§ **WHAT IS ASKED**
Copy out every line of the listing below without changing anything.

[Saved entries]
===
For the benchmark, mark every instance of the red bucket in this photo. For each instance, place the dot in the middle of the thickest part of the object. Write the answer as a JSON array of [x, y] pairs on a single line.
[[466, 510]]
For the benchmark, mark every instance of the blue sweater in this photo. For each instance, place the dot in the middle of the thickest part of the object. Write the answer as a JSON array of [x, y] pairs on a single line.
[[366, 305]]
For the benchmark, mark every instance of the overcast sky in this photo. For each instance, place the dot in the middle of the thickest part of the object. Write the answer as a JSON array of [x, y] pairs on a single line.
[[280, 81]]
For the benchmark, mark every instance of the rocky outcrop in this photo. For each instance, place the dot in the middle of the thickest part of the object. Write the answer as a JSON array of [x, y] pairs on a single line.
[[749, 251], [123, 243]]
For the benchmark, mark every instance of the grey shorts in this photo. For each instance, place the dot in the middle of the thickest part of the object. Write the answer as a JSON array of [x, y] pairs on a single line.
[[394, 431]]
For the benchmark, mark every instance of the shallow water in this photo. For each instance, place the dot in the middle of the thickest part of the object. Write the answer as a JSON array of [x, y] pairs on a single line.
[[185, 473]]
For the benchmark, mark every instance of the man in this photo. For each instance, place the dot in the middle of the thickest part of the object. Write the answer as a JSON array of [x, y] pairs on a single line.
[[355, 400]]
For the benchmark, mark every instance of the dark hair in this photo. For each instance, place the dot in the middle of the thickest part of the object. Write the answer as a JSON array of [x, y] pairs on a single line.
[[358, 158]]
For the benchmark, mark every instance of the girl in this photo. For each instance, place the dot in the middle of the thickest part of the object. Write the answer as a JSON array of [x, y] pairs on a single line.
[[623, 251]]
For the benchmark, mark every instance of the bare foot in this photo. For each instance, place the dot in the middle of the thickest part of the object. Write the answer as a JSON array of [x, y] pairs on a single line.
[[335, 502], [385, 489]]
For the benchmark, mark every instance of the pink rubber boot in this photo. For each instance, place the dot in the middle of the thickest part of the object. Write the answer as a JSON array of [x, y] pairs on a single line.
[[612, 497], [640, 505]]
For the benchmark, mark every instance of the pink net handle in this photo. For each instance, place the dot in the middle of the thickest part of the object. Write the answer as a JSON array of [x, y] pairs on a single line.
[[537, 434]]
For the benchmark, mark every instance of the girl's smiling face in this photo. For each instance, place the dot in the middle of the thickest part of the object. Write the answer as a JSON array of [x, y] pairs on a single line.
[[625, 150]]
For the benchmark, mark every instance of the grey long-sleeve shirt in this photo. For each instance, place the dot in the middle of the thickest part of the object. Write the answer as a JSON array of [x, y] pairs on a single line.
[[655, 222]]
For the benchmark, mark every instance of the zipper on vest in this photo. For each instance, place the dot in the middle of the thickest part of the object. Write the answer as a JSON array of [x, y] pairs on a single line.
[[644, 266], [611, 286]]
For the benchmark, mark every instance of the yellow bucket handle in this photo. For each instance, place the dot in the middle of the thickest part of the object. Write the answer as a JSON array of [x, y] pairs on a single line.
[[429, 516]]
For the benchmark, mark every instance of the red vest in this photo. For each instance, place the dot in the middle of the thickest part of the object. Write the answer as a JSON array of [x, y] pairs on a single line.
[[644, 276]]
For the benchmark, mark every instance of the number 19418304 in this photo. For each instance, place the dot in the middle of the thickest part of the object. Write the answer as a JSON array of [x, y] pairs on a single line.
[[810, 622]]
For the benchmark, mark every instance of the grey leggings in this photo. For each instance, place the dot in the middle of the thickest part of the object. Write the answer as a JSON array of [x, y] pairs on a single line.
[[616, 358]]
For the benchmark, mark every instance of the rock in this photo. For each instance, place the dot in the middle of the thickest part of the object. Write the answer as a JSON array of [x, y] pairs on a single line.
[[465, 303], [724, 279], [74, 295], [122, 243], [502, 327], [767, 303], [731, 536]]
===
§ **SOLUTION BELOW**
For the benchmark, mark every instance of the red bucket in this photo. For each instance, place the dot in the middle of the thickest part of the object. Write the answer as a JSON array of [x, y] pairs on a single line.
[[466, 510]]
For the benchmark, mark every instance of the blue sweater in this photo. For each instance, place the dot in the middle of the thickest part of the object. Write the answer as a JSON array of [x, y] pairs on a single line.
[[366, 305]]
For the benchmark, mark every instance of the overcast sky in this photo. For each instance, place the dot in the middle of the thickest part of the object. Write the answer as a JSON array of [x, y] pairs on a single line.
[[280, 81]]
For the benchmark, mark every instance of the rocky outcrop in this photo. For each instance, place the dot in the middle of the thickest part of the object. Write the answer as a JSON array of [x, y] pairs on a single line.
[[749, 251], [123, 243]]
For the benchmark, mark every instance of the grey shorts in this photo. For each instance, place the dot in the middle of the thickest part of the object. Write the answer as a JSON array of [x, y] pairs on a single line.
[[394, 431]]
For the benchmark, mark every instance of the shallow water in this photo. For each instance, place the dot in the middle of the thickest part of the object. Write the answer as a JSON array of [x, y] pairs on a single line.
[[185, 473]]
For the benchmark, mark every instance of the man in this photo. For each instance, place the dot in the middle of the thickest part of the object. Write the answer as a JSON array of [x, y] pairs on a single line.
[[355, 400]]
For the benchmark, mark every instance of the dark hair in this photo. For each instance, place the dot in the middle of the thickest part of the object. Write the answer as a JSON array of [x, y] pairs on a single line.
[[358, 158]]
For the benchmark, mark every instance of the girl in this photo. For each instance, place the dot in the middle of the thickest part of the object. Write the answer as a JSON array of [x, y] pairs on a single line.
[[623, 251]]
For the benchmark, mark every instance of the bare foot in this photo. For each instance, place the dot in the middle of the thickest part of the object. Write the answer as a JSON array of [x, y] pairs on a single line.
[[335, 502], [385, 489]]
For the benchmark, mark every instance of the pink rubber boot in this photo. For each instance, place the dot in the middle of the thickest part of the object. Write the answer as a JSON array of [x, y] pairs on a single line.
[[612, 497], [640, 505]]
For the benchmark, mark every instance of the pink net handle in this photo. For each instance, place the dot in the middle of the thickest part of the object. Write the answer as a JSON array of [x, y] pairs on a single line.
[[537, 434]]
For the benchmark, mark every instance of the girl's smiling face in this photo. For each instance, place the dot in the middle of the thickest part of the object. Write the answer as a JSON array of [x, y] pairs on a single line.
[[625, 150]]
For the benchmark, mark every instance of the grey long-sleeve shirt in this photo. For each instance, place the dot in the middle of the thickest part of the object. Write the answer as a JSON array of [x, y] pairs on a single line.
[[655, 222]]
For the benchmark, mark every instance of the zipper on vest in this photo. For each instance, place the dot in the middle of the thickest part of the object. Write the answer as a JSON array of [x, y] pairs on a single line.
[[644, 266], [611, 286]]
For the benchmark, mark every instance of the yellow bucket handle in this photo. For each instance, place the dot in the middle of the thickest part of the object. Write the answer as a JSON array of [x, y] pairs on a single line.
[[429, 516]]
For the benchmark, mark every instance of the red vest in this photo. For each instance, place the dot in the middle of the thickest part of the object. Write the answer as a JSON array of [x, y] pairs on a single line.
[[644, 276]]
For the benchmark, mark every instance of the number 19418304 in this photo. For each instance, place the dot in the middle of the thickest part of the object. Write the answer as a JSON array of [x, y] pairs on a single line.
[[810, 622]]
For the benchmark, mark every instance of the grey leggings in this photo. For each instance, place the dot in the middle of the thickest part of the object. Write the answer as a JSON array of [x, y] pairs on a single line.
[[616, 358]]
For the benchmark, mark every instance of the rock in this photo. For each instance, place the dot in the middle of the thickest part of the object. Write the answer as a JSON array of [x, y] pairs on a single line.
[[465, 303], [724, 279], [74, 295], [122, 243], [502, 327], [767, 303], [731, 536]]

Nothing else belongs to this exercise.